ACTIONS TO TAKE:
a) For each statement, answer yes or no as to whether the exhibition announcement below agrees with it, and quote the words that decide it. (i) Lee Bul has taken part in the Venice Biennale three times. (ii) Utopia Saved is Lee Bul's first solo exhibition held in Russia. (iii) Lee Bul began making architectural sculptures in the 1990s.
b) According to the exhibition announcement below, what inspired Lee Bul's architectural sculptures and drawings?
c) The exhibition announcement below names what the artist does to icons and tropes from utopian modernism in her own works. List every one of those actions.

*** SELECTED TEXT

Lee Bul : UTOPIA SAVED


Manege is proud to announce the forthcoming exhibition Utopia Saved – the first ever major solo exhibition featuring legendary Korean artist Lee Bul to take place in Russia. Lee Bul’s work provides a true insight into contemporary art in South Korea and Asia as a whole. Her work has received widespread acclaim around the world, with solo exhibitions taking place at leading museums and contemporary art centres in New York, Philadelphia, Sidney, Toronto, Marseille, Bern, Tokyo, Seoul, London and Berlin. She has also twice taken part in the Venice Biennale, in 1999 and 2019.

Lee Bul’s longstanding fascination with utopia entered a new phase in the first decade of the 21st century, when she started creating architectural sculptures and drawings inspired by Constructivism and Russian avant-garde art and architecture. The artist uses icons and tropes from utopian modernism, transforming, allegorising, and juxtaposing them in her own creative works. She engages with utopian modernism with empathy and originality, with critique and imagination. Utopia Saved is Lee Bul’s first solo exhibition to be held in Russia, and for the first time presents her post-2005 works alongside the Russian art that inspired them.

******
*** SUPPLIED INFORMATION

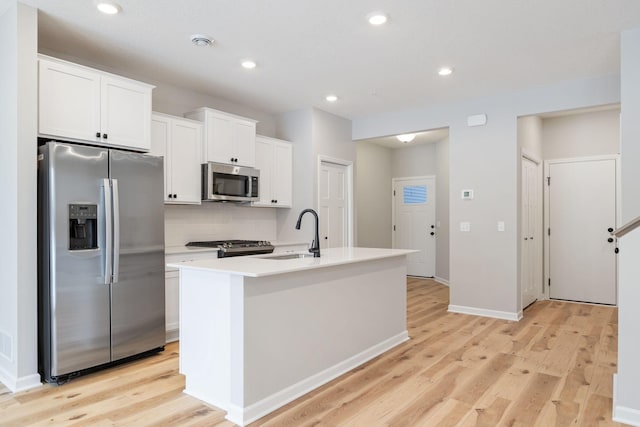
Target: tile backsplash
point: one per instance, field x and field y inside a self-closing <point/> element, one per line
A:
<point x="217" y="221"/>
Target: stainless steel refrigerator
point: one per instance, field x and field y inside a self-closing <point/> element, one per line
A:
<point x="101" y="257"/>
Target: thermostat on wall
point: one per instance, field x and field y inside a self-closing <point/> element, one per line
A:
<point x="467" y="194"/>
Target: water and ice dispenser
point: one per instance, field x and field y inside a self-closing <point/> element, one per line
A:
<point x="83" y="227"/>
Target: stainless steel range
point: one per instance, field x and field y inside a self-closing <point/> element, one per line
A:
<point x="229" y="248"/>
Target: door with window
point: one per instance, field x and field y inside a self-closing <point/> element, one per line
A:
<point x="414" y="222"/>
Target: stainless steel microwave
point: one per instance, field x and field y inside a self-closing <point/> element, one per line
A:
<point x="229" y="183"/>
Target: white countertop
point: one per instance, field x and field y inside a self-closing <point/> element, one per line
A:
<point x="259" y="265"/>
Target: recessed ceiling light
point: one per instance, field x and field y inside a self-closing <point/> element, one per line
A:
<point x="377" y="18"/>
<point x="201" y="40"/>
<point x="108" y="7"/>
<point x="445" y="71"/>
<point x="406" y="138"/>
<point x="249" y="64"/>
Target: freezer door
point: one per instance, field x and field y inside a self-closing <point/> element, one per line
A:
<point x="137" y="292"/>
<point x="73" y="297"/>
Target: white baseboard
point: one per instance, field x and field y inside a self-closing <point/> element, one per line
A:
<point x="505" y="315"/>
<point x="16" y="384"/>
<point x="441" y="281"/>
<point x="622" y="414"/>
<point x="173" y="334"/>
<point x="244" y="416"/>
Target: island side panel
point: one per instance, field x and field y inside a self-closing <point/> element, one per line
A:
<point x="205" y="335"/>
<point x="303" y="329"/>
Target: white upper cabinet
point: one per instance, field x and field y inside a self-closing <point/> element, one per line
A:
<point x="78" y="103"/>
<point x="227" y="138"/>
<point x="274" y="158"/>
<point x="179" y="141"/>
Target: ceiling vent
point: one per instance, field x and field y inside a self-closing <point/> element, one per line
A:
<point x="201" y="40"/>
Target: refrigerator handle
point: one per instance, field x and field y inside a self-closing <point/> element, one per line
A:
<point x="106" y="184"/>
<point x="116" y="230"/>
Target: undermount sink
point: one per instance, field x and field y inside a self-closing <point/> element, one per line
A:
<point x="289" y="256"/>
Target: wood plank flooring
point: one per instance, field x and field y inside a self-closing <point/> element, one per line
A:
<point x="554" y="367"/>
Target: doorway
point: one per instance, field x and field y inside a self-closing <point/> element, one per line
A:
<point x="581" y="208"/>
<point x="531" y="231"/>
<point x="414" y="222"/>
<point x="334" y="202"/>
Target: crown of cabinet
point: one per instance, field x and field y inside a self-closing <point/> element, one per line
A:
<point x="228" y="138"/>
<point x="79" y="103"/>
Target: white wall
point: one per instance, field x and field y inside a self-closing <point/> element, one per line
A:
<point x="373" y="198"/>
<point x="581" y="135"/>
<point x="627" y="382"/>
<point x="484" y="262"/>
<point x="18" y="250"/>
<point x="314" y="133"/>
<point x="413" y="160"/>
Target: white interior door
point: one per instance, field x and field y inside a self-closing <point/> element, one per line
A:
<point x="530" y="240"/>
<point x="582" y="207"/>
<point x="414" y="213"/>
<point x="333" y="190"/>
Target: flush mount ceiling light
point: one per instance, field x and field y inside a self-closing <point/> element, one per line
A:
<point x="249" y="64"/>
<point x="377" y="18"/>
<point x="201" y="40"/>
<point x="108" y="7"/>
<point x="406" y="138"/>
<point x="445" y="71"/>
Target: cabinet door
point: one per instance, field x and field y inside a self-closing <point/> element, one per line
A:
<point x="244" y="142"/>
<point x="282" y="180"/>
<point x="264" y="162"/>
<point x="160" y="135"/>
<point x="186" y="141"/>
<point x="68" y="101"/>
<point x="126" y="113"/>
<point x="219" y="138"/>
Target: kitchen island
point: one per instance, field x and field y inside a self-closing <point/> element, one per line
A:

******

EXPECTED ANSWERS:
a)
(i) No: "She has also twice taken part in the Venice Biennale, in 1999 and 2019."
(ii) Yes: "Utopia Saved is Lee Bul’s first solo exhibition to be held in Russia"
(iii) No: "entered a new phase in the first decade of the 21st century, when she started creating architectural sculptures and drawings"

b) Constructivism and Russian avant-garde art and architecture.

c) transforming, allegorising, juxtaposing